Castilla-La Mancha
Pueblos

A 40 minutos de Madrid: el pueblo de Castilla-La Mancha que se ha convertido en el refugio de Nicolás Coronado

A poco más de 40 minutos en coche desde Madrid, y si buscas un lugar en el que escapar del bullicio constante de la ciudad, el paisaje cambia bastante más de lo que parece. Dejamos atrás el ruido, el tráfico constante y ese ritmo acelerado que lo marca todo, y empiezan a aparecer campos abiertos, caminos tranquilos y pueblos donde el tiempo parece que va de otra manera. Y en uno de ellos, en Casarrubios del Monte, es donde Nicolás Coronado ha decidido instalarse.

El hijo de José Coronado lleva ya un tiempo viviendo en esta localidad de la provincia de Toledo, en un entorno muy distinto al que suele asociarse con el mundo del cine o la televisión. No es un traslado puntual ni una segunda residencia al uso. En su caso, se trata de un cambio más profundo, con un proyecto propio que gira en torno a la naturaleza, el bienestar y una forma de vida más pausada. La ubicación también influye, ya que está lo suficientemente cerca de Madrid como para no perder el contacto, pero lo bastante lejos como para que el cambio se note de verdad. Esa combinación es, en buena parte, lo que explica por qué este lugar ha terminado convirtiéndose en su refugio.

El pueblo de Castilla-La Mancha que se ha convertido en el refugio de Nicolás Coronado

La finca en la que vive Nicolás Coronado está situada a las afueras del municipio. No es pequeña ni está pensada solo como vivienda. Desde el principio se ha planteado como un espacio donde poder desarrollar varias cosas a la vez, combinando vida personal y proyecto.

Cuenta con más de 800 metros cuadrados de terreno, en los que hay huerto ecológico, zonas ajardinadas y también una pequeña granja con gallinas y cabras. Todo bastante integrado en el entorno, sin demasiados artificios. La casa, por dentro, se ha ido adaptando poco a poco. Hay varias estancias pensadas para convivir en grupo, un salón amplio con chimenea y zonas comunes donde pasar tiempo después de las actividades. No es una vivienda convencional en el sentido estricto, porque está pensada también para recibir gente.

Un proyecto propio centrado en el bienestar

Ese es el origen de Espacio Tierra, el nombre que han dado al proyecto que Nicolás Coronado desarrolla junto a su pareja. La idea no es sólo vivir allí, sino abrir el espacio a personas que buscan unos días de desconexión.

En la práctica, se organizan retiros de yoga, meditación y actividades relacionadas con el bienestar. Dentro de la casa hay una sala diáfana de unos 60 metros cuadrados preparada para grupos, con capacidad para unas 14 personas, donde se realizan las sesiones.

▸ LO QUE SE PIDE: ¿Puedes copiar sin cambios el fragmento del texto sobre el refugio de Nicolás Coronado que va de "Cuenta con más" a "días de desconexión.", con ambos extremos incluidos? El material que viene a continuación es independiente del texto.

▸ EXTRACTOS DEL MATERIAL:

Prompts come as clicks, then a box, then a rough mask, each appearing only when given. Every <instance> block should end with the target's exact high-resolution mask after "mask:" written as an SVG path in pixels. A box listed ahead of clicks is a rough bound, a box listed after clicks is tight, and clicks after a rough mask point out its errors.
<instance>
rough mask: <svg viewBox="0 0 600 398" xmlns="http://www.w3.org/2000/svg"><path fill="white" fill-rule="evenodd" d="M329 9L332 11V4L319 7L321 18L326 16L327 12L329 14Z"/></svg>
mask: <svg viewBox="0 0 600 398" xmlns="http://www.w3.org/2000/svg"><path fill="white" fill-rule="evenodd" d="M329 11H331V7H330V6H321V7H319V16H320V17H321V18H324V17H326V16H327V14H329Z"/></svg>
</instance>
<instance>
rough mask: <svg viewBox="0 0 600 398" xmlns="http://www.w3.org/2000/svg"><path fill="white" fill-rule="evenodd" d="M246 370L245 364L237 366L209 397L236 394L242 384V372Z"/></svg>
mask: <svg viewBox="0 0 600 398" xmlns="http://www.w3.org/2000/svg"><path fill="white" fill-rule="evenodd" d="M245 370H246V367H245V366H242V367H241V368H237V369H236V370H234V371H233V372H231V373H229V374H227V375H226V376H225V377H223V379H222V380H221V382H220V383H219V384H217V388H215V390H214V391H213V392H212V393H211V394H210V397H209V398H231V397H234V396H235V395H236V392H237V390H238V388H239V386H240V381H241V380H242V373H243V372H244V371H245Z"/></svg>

▸ TAREA RESUELTA:
Cuenta con más de 800 metros cuadrados de terreno, en los que hay huerto ecológico, zonas ajardinadas y también una pequeña granja con gallinas y cabras. Todo bastante integrado en el entorno, sin demasiados artificios. La casa, por dentro, se ha ido adaptando poco a poco. Hay varias estancias pensadas para convivir en grupo, un salón amplio con chimenea y zonas comunes donde pasar tiempo después de las actividades. No es una vivienda convencional en el sentido estricto, porque está pensada también para recibir gente.

Un proyecto propio centrado en el bienestar

Ese es el origen de Espacio Tierra, el nombre que han dado al proyecto que Nicolás Coronado desarrolla junto a su pareja. La idea no es sólo vivir allí, sino abrir el espacio a personas que buscan unos días de desconexión.